DOCUMENT EXTRACT -

— Begin —

Tape-out and risk wafer

The completed GDSII file (the digital blueprint of the chip) is then sent for initial fabrication (which is called tape-out) as a risk wafer (test dies produced to validate the wafer’s design in practice). If the result meets specifications in terms of performance and defect density, it paves the way for mass production. If not, the design is sent back for revision.

This is why thorough verification carries more weight than any marketing deadline: a faulty chip caught late in the pipeline can result in months of delay and millions in additional cost.

Board of Nvidia GeForce RTX 2080 Founders Edition. Source: Nvidia

Made in Taiwan

Nvidia’s role is not building factories, but transferring blueprints to the global leader in semiconductor contract manufacturing, Taiwan Semiconductor Manufacturing Company (TSMC). It is on TSMC’s advanced production lines that the majority of modern chips for GPUs are fabricated (from Ampere and Ada Lovelace to Blackwell architecture). Each wafer undergoes hundreds of photolithographic, diffusion, and metallization steps before being transformed into dozens of gleaming silicon dies.

— End —

STORED RECORDS -

— Begin —

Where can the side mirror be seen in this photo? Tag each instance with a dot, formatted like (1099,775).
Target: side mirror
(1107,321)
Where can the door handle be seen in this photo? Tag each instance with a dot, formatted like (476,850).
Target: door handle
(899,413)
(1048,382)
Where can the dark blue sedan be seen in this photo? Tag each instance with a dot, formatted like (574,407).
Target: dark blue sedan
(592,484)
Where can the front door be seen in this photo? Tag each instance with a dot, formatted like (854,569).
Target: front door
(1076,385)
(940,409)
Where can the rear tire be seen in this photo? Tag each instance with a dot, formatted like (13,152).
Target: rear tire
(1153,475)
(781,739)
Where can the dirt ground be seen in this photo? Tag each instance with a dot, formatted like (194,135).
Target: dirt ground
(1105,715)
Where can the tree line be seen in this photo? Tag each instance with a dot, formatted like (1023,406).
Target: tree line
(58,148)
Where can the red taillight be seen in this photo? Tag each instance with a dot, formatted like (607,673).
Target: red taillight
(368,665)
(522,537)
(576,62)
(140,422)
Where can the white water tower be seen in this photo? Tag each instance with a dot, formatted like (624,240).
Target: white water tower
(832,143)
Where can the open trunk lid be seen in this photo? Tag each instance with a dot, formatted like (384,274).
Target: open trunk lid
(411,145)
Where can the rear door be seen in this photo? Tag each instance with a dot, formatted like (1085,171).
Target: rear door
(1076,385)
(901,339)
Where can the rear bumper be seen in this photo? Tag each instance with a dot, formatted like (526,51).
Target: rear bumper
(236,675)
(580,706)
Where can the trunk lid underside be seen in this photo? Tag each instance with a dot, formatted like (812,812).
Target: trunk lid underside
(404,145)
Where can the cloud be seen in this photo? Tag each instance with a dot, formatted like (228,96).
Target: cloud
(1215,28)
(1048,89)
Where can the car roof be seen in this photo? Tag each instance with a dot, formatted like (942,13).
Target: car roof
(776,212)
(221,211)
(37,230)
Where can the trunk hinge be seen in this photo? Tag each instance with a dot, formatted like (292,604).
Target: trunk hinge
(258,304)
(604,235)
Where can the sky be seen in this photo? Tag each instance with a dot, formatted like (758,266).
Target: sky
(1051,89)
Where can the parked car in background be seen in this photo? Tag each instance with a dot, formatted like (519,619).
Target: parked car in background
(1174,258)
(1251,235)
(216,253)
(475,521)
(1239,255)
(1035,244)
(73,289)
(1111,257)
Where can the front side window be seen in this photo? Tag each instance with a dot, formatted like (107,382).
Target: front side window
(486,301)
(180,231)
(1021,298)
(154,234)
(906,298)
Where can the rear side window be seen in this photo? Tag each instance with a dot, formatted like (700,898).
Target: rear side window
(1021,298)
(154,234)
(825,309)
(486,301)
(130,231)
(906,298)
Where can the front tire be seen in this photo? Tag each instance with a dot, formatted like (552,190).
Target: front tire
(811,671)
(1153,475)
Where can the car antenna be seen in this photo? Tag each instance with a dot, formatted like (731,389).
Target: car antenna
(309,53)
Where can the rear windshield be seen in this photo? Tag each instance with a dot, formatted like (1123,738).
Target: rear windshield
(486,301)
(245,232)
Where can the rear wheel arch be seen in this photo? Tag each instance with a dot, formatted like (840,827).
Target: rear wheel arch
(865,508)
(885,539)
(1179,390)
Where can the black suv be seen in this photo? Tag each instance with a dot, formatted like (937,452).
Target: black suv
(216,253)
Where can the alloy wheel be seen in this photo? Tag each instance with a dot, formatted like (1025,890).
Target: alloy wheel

— End —

DIRECTIONS -
1. According to the chip fabrication excerpt, what happens to the design if the risk wafer does not meet specifications?
2. Quote the stretch of the chip fabrication excerpt from "Nvidia’s role is" through "gleaming silicon dies.".

ANSWERS BELOW -
1. The design is sent back for revision.

2.
Nvidia’s role is not building factories, but transferring blueprints to the global leader in semiconductor contract manufacturing, Taiwan Semiconductor Manufacturing Company (TSMC). It is on TSMC’s advanced production lines that the majority of modern chips for GPUs are fabricated (from Ampere and Ada Lovelace to Blackwell architecture). Each wafer undergoes hundreds of photolithographic, diffusion, and metallization steps before being transformed into dozens of gleaming silicon dies.